[Image-grounded pointing data]
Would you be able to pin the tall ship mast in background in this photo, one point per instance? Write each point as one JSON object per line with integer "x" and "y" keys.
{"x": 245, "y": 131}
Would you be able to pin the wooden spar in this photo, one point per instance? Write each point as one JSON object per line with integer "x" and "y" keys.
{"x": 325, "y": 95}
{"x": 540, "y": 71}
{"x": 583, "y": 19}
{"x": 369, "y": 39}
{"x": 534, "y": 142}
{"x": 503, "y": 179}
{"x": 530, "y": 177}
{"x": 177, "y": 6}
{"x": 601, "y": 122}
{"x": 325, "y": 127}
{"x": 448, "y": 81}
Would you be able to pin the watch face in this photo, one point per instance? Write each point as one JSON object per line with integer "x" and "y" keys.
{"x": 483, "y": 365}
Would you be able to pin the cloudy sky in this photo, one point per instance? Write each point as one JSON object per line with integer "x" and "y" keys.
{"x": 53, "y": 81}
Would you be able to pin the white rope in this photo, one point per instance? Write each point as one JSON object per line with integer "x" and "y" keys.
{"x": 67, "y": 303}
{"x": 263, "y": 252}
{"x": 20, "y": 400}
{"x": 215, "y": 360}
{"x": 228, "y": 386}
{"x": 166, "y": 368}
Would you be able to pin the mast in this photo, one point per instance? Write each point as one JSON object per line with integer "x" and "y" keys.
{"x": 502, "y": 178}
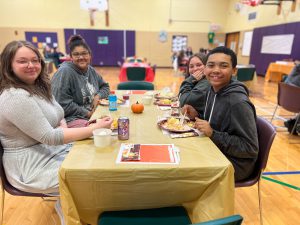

#### [What the task asks]
Could you copy exactly, and with no pictures, the lines above from the one containing "Would you be able to pin the mast" through the last line, both included?

#### [Response for this exercise]
Would you be able to pin the mast in this photo, one point per instance? Write each point as one JSON object per line with integer "x" and "y" keys.
{"x": 502, "y": 178}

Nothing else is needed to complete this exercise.